TASK LIST:
A - Print the passage of the essay about Volodymyr Topiy starting with "Space and moving" and going on through "know it intuitively.".
B - Carry on the essay about Volodymyr Topiy, picking up after its final sentence.

SELECTED EXCERPT:
□ □ □ □ □ □ □
Wolodymyr Topiy

07.04.2017 19:00

“I am 5 years old. It’s raining, a walnut branch taps against the windowpanes. It’s night.
Space and moving within it becomes a dream.
And they gather. Thoughts. They exist in my head even when I forget about them.”
[Theses of Volodymyr Topiy, email from 29.03.2017]

“I don’t know,” Volodymyr Topiy answers me when I ask what he would like to do at the Marta Shefter Gallery. And in his mouth, it sounds disarmingly sincere. It carries an authenticity and almost childlike not-knowing. We fall silent, cutting off the conversation mid-sentence. He doesn’t even need to add – “I’m very afraid of this, but I want to do it” – because I already know it intuitively.

Volodymyr Topiy is an unusual performer. Outside of performance art, his primary focus is painting. He paints—or perhaps, more accurately, as the saying goes (though this is not entirely correct, as it stems from a mistranslation)—writes icons. He comes from Lviv, Ukraine, a mythical, though now somewhat familiar East, so perhaps it’s not entirely surprising. From a mental outpost of Asia, which Zbigniew Warpechowski dedicated his series of performances to. Asia, whose dramaturgy is rooted in repetition and the collage of redundancy, in poor decorations that are always some variation on the theme of suppressed individuality, juxtaposed with seemingly, even deliberately staged, everyday actions.
□ □ □ □ □ □ □
RAW DATA:

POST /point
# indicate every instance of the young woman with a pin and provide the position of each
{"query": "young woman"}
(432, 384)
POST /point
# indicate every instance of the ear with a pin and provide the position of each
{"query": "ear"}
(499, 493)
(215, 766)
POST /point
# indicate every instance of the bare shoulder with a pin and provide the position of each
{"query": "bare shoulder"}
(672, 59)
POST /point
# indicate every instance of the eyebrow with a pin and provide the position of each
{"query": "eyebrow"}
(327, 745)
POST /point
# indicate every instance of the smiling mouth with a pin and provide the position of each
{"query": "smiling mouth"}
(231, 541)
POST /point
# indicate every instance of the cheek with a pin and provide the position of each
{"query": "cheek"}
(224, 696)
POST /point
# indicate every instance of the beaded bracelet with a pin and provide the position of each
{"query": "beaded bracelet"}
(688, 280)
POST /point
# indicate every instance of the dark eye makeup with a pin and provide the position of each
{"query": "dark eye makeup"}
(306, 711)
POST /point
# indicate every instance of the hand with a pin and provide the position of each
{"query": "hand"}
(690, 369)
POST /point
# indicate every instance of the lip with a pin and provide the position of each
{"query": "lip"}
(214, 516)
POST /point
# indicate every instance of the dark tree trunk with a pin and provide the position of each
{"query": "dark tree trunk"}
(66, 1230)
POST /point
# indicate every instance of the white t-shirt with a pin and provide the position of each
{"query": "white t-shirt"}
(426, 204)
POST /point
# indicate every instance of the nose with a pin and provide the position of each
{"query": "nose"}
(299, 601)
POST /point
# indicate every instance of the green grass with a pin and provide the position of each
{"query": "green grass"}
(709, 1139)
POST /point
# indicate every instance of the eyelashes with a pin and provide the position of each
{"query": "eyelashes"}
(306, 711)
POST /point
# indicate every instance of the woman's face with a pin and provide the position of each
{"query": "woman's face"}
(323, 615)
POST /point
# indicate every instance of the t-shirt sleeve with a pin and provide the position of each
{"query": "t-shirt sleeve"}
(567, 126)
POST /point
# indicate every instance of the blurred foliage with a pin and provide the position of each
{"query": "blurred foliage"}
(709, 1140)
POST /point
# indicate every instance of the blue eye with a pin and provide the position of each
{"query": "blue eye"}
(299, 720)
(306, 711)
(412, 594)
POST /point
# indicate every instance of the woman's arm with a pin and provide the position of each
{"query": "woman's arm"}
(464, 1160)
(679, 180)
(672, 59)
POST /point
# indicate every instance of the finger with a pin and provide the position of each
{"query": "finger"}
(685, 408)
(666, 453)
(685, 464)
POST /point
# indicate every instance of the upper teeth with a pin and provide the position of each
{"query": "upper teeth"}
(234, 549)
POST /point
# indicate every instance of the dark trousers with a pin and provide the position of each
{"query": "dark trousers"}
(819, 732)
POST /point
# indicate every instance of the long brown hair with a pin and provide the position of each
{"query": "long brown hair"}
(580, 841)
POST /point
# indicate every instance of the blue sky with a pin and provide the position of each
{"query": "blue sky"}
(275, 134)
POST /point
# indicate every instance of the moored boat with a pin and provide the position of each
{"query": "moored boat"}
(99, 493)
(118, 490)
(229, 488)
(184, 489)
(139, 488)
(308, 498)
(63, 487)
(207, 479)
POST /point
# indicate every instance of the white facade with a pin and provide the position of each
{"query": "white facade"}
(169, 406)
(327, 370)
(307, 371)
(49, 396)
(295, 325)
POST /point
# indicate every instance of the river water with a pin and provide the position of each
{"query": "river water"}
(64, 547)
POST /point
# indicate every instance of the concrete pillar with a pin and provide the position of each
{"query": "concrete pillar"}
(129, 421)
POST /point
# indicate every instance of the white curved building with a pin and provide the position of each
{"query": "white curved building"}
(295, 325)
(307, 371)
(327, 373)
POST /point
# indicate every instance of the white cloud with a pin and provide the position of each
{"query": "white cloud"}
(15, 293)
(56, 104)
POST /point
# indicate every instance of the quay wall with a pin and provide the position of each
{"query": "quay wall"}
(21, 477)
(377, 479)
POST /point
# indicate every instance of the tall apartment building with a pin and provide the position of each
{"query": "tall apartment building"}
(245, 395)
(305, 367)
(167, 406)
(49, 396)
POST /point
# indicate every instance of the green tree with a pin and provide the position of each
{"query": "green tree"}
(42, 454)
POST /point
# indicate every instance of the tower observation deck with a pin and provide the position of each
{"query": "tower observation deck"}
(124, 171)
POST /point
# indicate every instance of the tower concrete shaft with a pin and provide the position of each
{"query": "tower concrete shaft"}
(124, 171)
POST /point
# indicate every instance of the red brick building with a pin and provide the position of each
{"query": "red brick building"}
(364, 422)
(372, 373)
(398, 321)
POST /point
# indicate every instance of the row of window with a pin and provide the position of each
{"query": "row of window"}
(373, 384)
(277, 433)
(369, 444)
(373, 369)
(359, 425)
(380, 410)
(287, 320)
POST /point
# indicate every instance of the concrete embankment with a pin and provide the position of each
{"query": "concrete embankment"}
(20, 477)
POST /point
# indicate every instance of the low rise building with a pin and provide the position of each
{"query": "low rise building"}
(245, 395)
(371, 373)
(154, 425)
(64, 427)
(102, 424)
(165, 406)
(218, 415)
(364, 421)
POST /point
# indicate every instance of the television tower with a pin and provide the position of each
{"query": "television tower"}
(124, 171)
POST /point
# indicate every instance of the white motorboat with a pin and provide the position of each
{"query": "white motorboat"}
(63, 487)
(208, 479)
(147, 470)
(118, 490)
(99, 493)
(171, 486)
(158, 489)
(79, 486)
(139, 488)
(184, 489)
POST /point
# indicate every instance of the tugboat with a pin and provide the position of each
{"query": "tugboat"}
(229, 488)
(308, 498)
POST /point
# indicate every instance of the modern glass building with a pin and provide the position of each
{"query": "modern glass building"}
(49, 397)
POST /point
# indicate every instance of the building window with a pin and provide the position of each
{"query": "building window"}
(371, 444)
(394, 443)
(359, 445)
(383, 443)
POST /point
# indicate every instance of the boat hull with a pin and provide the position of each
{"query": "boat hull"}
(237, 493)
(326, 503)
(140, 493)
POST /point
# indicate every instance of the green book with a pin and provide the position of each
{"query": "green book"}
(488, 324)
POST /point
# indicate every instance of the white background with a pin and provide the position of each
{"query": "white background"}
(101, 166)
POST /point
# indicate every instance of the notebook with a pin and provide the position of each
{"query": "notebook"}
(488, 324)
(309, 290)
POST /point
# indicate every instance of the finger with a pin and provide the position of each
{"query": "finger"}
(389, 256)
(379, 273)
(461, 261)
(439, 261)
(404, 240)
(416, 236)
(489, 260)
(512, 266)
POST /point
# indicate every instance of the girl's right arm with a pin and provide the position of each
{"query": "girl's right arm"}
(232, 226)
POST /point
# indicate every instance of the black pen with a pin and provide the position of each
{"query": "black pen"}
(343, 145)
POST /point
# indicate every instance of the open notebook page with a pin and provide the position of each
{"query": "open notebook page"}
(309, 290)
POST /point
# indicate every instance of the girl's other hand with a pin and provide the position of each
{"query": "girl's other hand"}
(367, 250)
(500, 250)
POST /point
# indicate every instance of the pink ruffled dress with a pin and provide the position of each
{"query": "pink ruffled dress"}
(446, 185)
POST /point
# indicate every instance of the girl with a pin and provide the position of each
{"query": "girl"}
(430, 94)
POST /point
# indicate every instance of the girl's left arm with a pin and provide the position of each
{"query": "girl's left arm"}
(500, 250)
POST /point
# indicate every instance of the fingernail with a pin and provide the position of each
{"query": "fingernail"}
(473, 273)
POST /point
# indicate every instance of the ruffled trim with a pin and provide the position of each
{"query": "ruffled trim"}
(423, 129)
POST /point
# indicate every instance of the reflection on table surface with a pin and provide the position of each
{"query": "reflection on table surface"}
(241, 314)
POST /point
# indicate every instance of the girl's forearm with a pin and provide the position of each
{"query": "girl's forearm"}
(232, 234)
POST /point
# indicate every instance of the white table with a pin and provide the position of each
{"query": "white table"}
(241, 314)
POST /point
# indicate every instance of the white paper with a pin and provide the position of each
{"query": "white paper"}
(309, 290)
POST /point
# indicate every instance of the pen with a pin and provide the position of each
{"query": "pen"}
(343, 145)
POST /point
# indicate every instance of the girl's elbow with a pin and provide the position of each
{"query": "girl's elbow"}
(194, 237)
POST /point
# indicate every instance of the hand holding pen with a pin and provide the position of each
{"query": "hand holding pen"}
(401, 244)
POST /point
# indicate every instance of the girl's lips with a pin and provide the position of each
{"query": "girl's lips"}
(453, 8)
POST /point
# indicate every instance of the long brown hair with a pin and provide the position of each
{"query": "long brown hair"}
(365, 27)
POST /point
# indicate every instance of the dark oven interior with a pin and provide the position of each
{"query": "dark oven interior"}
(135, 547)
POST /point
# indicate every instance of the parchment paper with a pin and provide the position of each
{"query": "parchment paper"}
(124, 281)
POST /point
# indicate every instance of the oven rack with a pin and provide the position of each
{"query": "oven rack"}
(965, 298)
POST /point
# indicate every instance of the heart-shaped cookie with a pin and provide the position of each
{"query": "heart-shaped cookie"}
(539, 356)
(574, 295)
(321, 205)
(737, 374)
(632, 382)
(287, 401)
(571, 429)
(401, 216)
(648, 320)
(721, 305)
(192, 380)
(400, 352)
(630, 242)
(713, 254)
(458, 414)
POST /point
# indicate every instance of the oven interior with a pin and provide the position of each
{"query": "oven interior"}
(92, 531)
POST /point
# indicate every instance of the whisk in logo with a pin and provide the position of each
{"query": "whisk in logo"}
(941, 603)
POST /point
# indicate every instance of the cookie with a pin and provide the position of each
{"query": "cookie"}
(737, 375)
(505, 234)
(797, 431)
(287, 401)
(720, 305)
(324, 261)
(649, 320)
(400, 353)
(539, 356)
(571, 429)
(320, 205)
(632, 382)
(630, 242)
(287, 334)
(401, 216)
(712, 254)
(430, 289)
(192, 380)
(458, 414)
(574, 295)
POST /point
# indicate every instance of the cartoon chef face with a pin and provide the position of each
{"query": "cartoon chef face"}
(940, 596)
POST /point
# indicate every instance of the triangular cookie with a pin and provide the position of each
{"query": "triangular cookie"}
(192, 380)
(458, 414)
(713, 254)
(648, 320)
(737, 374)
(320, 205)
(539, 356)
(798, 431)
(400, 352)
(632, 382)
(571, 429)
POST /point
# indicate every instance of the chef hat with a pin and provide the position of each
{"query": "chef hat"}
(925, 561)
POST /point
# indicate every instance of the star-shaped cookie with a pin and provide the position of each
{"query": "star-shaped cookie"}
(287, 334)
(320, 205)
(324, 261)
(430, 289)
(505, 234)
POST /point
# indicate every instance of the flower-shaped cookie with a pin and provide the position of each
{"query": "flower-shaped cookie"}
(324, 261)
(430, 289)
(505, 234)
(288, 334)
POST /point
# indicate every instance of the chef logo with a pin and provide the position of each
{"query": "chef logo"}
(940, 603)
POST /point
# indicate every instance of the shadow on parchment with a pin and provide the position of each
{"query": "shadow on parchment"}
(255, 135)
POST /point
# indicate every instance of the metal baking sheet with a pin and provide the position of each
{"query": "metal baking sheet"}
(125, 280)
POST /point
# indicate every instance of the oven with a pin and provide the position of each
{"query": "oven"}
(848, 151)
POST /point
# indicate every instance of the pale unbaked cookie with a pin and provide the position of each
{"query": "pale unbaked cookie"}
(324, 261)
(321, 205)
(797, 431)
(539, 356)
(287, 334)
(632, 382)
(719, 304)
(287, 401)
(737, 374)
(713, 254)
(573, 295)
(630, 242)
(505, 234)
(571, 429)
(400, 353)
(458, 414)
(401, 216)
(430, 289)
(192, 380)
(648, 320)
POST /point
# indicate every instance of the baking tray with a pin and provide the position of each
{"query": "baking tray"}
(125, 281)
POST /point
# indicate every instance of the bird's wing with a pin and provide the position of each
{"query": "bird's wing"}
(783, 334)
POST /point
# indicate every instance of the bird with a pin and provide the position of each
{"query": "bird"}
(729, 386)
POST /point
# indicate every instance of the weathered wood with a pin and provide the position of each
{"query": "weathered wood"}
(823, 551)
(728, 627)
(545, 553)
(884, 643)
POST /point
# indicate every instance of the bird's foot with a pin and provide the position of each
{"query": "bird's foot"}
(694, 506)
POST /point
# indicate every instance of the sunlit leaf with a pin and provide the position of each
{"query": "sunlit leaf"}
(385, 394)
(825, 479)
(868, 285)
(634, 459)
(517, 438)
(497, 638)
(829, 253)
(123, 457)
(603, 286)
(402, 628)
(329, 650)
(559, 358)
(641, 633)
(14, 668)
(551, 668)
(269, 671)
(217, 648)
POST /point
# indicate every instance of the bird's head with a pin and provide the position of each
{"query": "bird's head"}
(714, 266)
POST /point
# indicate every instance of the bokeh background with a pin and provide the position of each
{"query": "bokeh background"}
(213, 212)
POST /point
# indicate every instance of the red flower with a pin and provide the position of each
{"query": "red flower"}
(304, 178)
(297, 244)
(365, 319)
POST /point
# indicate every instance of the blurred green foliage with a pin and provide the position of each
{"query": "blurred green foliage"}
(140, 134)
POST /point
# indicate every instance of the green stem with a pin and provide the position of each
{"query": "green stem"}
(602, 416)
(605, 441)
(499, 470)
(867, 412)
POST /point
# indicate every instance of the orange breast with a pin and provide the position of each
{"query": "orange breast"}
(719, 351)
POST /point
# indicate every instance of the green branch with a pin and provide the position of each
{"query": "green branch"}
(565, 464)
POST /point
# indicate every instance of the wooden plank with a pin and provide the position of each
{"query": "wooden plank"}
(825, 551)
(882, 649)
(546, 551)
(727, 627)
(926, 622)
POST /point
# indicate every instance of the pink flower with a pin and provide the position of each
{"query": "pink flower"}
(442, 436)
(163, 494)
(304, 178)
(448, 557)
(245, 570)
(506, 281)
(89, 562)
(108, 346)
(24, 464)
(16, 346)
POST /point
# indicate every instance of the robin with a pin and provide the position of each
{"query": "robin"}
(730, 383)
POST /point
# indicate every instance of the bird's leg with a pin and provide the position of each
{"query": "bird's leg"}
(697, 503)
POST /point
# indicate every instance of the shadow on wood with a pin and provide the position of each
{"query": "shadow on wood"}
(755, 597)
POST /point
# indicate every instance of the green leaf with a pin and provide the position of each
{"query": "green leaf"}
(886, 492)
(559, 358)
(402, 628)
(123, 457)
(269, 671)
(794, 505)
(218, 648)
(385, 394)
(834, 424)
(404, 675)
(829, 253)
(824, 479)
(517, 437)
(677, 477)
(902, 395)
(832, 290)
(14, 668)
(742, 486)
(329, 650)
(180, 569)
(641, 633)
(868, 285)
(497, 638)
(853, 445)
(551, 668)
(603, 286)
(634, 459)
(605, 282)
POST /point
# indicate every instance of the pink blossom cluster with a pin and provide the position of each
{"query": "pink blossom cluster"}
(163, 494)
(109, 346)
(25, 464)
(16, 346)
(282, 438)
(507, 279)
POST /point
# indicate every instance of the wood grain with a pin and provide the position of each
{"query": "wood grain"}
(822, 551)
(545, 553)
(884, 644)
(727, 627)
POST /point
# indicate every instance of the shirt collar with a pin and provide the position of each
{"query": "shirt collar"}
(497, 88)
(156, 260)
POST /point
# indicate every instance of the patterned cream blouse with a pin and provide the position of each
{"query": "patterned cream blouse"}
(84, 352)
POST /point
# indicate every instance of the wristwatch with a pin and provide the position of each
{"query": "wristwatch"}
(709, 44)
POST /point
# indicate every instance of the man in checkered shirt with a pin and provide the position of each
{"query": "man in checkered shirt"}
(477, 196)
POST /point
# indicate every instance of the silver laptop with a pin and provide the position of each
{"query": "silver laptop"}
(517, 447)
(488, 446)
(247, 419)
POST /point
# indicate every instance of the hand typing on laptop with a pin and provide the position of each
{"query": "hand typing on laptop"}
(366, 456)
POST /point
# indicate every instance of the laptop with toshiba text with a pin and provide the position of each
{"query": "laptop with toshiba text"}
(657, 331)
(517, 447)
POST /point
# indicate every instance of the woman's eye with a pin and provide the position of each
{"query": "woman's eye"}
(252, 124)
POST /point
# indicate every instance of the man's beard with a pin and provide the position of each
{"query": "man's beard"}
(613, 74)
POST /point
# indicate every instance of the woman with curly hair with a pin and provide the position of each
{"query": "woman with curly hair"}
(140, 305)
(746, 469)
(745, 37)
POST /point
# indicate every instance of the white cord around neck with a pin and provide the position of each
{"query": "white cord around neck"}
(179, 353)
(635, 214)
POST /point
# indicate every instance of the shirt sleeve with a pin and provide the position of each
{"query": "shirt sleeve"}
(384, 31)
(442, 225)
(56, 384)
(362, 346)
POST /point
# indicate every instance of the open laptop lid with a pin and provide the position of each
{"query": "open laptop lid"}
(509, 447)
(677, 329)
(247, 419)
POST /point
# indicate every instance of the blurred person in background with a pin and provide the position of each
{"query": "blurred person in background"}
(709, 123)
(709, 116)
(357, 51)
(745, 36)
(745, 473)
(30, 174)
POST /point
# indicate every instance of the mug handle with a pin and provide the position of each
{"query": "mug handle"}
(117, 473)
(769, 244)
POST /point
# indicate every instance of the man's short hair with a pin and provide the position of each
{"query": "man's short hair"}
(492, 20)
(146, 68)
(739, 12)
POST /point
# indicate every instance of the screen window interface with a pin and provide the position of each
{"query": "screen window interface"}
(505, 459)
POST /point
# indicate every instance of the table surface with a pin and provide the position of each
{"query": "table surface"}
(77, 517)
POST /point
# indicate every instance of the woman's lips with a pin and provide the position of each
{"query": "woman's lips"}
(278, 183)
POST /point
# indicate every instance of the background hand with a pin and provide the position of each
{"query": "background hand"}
□ □ □ □ □ □ □
RESPONSES FOR EACH TASK:
A -
Space and moving within it becomes a dream.
And they gather. Thoughts. They exist in my head even when I forget about them.”
[Theses of Volodymyr Topiy, email from 29.03.2017]

“I don’t know,” Volodymyr Topiy answers me when I ask what he would like to do at the Marta Shefter Gallery. And in his mouth, it sounds disarmingly sincere. It carries an authenticity and almost childlike not-knowing. We fall silent, cutting off the conversation mid-sentence. He doesn’t even need to add – “I’m very afraid of this, but I want to do it” – because I already know it intuitively.

B -
And although Topiy knows this world well and shares with Warpechowski the experience of spiritual and political oppression, their perspectives do not align; they may only intersect. He sees that Asia—that metaphor reflecting life within a hopeless system—differently. With nostalgia for the times of childhood, only later, from the distance of time, recognizing the symptoms of illness.